Convert every line of the items below into a numbered list, omitting any blank lines.
BEGIN Exercise data
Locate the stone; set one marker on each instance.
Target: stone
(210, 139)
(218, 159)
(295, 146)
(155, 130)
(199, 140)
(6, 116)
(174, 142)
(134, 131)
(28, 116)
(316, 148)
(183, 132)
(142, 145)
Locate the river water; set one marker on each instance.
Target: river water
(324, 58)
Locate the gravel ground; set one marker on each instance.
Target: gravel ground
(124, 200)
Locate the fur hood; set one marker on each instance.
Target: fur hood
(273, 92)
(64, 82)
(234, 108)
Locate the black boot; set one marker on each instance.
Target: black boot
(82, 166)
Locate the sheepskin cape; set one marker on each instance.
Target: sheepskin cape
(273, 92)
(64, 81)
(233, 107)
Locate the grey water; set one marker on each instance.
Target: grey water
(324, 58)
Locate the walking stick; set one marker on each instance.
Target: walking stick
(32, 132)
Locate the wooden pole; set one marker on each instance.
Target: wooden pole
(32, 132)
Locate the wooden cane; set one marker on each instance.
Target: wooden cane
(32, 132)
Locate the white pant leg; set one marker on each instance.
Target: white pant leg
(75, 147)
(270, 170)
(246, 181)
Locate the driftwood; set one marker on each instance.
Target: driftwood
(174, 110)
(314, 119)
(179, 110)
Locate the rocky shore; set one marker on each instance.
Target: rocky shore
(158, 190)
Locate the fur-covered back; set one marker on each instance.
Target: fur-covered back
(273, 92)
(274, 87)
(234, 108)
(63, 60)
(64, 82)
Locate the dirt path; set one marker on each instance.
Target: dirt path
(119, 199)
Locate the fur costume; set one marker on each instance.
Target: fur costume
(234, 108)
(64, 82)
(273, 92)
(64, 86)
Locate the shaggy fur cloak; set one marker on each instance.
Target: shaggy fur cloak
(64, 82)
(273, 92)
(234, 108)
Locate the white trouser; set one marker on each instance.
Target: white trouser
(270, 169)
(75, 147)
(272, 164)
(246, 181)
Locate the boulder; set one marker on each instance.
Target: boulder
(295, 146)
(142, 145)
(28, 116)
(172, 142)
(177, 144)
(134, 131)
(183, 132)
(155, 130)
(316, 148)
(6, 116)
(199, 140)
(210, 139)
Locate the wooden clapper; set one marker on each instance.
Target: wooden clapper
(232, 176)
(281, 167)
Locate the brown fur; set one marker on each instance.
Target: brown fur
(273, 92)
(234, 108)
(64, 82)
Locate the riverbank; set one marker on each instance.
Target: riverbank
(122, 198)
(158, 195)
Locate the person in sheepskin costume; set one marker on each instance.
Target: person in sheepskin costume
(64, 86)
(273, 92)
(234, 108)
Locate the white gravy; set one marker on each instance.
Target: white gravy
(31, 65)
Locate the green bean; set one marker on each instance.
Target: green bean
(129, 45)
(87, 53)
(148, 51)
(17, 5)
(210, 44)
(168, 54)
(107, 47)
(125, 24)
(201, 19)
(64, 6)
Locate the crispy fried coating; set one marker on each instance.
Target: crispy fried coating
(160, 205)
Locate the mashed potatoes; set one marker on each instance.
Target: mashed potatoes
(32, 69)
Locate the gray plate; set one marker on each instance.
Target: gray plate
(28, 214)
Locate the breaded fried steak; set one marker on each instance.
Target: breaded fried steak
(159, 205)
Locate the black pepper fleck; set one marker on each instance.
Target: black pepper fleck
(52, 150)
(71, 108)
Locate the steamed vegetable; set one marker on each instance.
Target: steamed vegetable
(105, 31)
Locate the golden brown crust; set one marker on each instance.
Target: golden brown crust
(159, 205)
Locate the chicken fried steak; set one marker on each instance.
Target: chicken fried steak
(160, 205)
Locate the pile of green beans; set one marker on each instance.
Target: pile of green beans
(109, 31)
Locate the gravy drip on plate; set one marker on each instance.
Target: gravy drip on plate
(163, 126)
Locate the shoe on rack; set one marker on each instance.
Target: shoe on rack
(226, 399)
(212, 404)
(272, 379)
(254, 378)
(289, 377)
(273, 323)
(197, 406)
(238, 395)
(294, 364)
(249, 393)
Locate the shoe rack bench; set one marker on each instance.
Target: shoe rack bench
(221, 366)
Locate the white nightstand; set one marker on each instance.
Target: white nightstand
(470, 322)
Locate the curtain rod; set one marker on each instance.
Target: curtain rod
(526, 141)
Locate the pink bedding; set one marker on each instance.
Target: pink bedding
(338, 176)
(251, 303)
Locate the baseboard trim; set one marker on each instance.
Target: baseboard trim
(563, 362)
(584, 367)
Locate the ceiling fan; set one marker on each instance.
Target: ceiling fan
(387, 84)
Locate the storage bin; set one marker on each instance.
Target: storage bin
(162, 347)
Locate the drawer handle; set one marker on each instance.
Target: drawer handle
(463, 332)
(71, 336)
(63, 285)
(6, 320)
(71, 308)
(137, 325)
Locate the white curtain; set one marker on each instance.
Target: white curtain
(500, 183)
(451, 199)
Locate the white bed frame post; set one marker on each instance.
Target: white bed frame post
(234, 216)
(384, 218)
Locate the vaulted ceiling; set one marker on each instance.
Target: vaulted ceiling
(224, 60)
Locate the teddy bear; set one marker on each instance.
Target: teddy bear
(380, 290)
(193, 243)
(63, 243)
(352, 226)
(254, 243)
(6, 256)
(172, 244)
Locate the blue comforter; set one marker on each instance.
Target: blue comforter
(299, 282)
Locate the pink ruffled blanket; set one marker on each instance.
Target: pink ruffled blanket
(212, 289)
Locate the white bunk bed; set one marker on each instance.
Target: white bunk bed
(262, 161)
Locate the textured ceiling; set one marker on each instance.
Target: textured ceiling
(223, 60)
END Exercise data
■ Output of the task:
1. Locate the stone; set one marker on each instance.
2. Target: stone
3. (210, 139)
4. (218, 159)
5. (295, 146)
6. (155, 130)
7. (199, 140)
8. (6, 116)
9. (174, 142)
10. (134, 131)
11. (28, 116)
12. (316, 148)
13. (183, 132)
14. (142, 145)
15. Locate the river water; set one marker on each instance.
16. Target: river water
17. (324, 58)
18. Locate the gravel ground; set one marker on each instance.
19. Target: gravel ground
20. (124, 200)
21. Locate the fur hood; set one marker on each instance.
22. Target: fur hood
23. (273, 92)
24. (64, 82)
25. (234, 108)
26. Locate the black boot; set one marker on each instance.
27. Target: black boot
28. (82, 166)
29. Locate the sheepskin cape; set one marker on each instance.
30. Target: sheepskin cape
31. (273, 92)
32. (64, 81)
33. (233, 107)
34. Locate the grey water; set one marker on each instance.
35. Target: grey water
36. (324, 58)
37. Locate the walking stick; set one marker on each instance.
38. Target: walking stick
39. (32, 132)
40. Locate the wooden pole; set one marker on each instance.
41. Target: wooden pole
42. (32, 132)
43. Locate the wooden cane; set one marker on each instance.
44. Target: wooden cane
45. (32, 132)
46. Locate the white pant leg; set one marker on each instance.
47. Target: white pant leg
48. (75, 147)
49. (270, 170)
50. (246, 181)
51. Locate the driftwood; set one marker on each instance.
52. Target: driftwood
53. (174, 110)
54. (314, 119)
55. (179, 110)
56. Locate the rocky shore; set one marker on each instance.
57. Target: rocky shore
58. (158, 190)
59. Locate the fur-covered back; set one marker on each instance.
60. Target: fur-covered back
61. (273, 92)
62. (274, 87)
63. (234, 108)
64. (63, 60)
65. (64, 82)
66. Locate the dirt path; set one marker on each instance.
67. Target: dirt path
68. (119, 199)
69. Locate the fur costume; set one marker on each instance.
70. Target: fur costume
71. (234, 108)
72. (64, 82)
73. (273, 92)
74. (64, 86)
75. Locate the shaggy fur cloak; set one marker on each instance.
76. Target: shaggy fur cloak
77. (64, 82)
78. (273, 92)
79. (234, 108)
80. Locate the white trouser; set one marker on each instance.
81. Target: white trouser
82. (270, 169)
83. (75, 147)
84. (272, 164)
85. (246, 181)
86. Locate the boulder; set one marker on each instance.
87. Target: boulder
88. (295, 146)
89. (142, 145)
90. (28, 116)
91. (172, 142)
92. (177, 144)
93. (134, 131)
94. (183, 132)
95. (155, 130)
96. (316, 148)
97. (6, 116)
98. (199, 140)
99. (210, 139)
100. Locate the wooden clapper; set one marker on each instance.
101. Target: wooden clapper
102. (232, 176)
103. (281, 167)
104. Locate the brown fur; set one marker on each instance.
105. Target: brown fur
106. (273, 92)
107. (234, 108)
108. (64, 82)
109. Locate the riverbank; set one marker on each instance.
110. Target: riverbank
111. (122, 198)
112. (158, 195)
113. Locate the person in sheepskin costume; set one marker on each instance.
114. Target: person in sheepskin costume
115. (64, 86)
116. (273, 92)
117. (234, 108)
118. Locate the white gravy; set one marker on each instance.
119. Target: white gravy
120. (31, 65)
121. Locate the green bean; set one marker on each instance.
122. Target: green bean
123. (129, 45)
124. (87, 53)
125. (148, 51)
126. (17, 5)
127. (210, 44)
128. (168, 54)
129. (107, 47)
130. (125, 24)
131. (201, 19)
132. (64, 6)
133. Locate the crispy fried coating; set one marker on each instance.
134. Target: crispy fried coating
135. (160, 205)
136. Locate the mashed potatoes; set one marker on each instance.
137. Target: mashed potatoes
138. (32, 69)
139. Locate the gray plate; set one marker on each instance.
140. Target: gray plate
141. (28, 214)
142. Locate the breaded fried steak; set one marker on each instance.
143. Target: breaded fried steak
144. (159, 205)
145. Locate the black pepper fleck; set one marker on each instance.
146. Target: black pepper fleck
147. (52, 150)
148. (71, 108)
149. Locate the steamed vegetable; set one marker on each instance.
150. Target: steamed vegetable
151. (105, 31)
152. Locate the golden brown crust; set one marker on each instance.
153. Target: golden brown crust
154. (159, 205)
155. Locate the chicken fried steak; set one marker on each instance.
156. Target: chicken fried steak
157. (160, 205)
158. Locate the pile of green beans; set one marker on each instance.
159. Target: pile of green beans
160. (109, 31)
161. Locate the gravy drip on plate; set one marker on each instance.
162. Target: gravy drip on plate
163. (163, 126)
164. Locate the shoe on rack; set one marker on each instance.
165. Target: shoe on rack
166. (226, 399)
167. (212, 404)
168. (272, 379)
169. (254, 378)
170. (289, 377)
171. (273, 323)
172. (197, 406)
173. (238, 395)
174. (294, 364)
175. (249, 393)
176. Locate the shoe rack bench; set one marker on each instance.
177. Target: shoe rack bench
178. (221, 366)
179. Locate the white nightstand; set one marker on each instance.
180. Target: white nightstand
181. (470, 322)
182. Locate the curtain rod; set one marker on each instance.
183. Target: curtain rod
184. (526, 141)
185. Locate the pink bedding; set one marker on each instance.
186. Target: pink bedding
187. (338, 176)
188. (251, 303)
189. Locate the baseboard trim; set one marker on each instance.
190. Target: baseboard trim
191. (563, 362)
192. (584, 367)
193. Locate the ceiling fan; set one marker on each instance.
194. Target: ceiling fan
195. (387, 84)
196. Locate the storage bin; set one marker on each instance.
197. Target: storage bin
198. (162, 347)
199. Locate the drawer handle; set one marker on each instance.
200. Target: drawer handle
201. (463, 332)
202. (71, 336)
203. (63, 285)
204. (6, 320)
205. (71, 308)
206. (137, 325)
207. Locate the white curtain; set one marker on each instance.
208. Target: white curtain
209. (500, 183)
210. (451, 199)
211. Locate the white bed frame post; set one marker on each instance.
212. Target: white bed frame post
213. (234, 216)
214. (384, 218)
215. Locate the vaulted ceiling; set one marker on each instance.
216. Target: vaulted ceiling
217. (224, 60)
218. Locate the teddy bear; set one marker on each instance.
219. Target: teddy bear
220. (380, 290)
221. (193, 243)
222. (63, 243)
223. (352, 226)
224. (254, 243)
225. (6, 256)
226. (172, 244)
227. Locate the blue comforter; set one marker on each instance.
228. Target: blue comforter
229. (299, 282)
230. Locate the pink ruffled blanket; set one marker on each instance.
231. Target: pink ruffled blanket
232. (212, 289)
233. Locate the white bunk bed; set one marker on each instance.
234. Target: white bunk bed
235. (262, 161)
236. Locate the textured ceiling; set one marker on each instance.
237. Target: textured ceiling
238. (223, 60)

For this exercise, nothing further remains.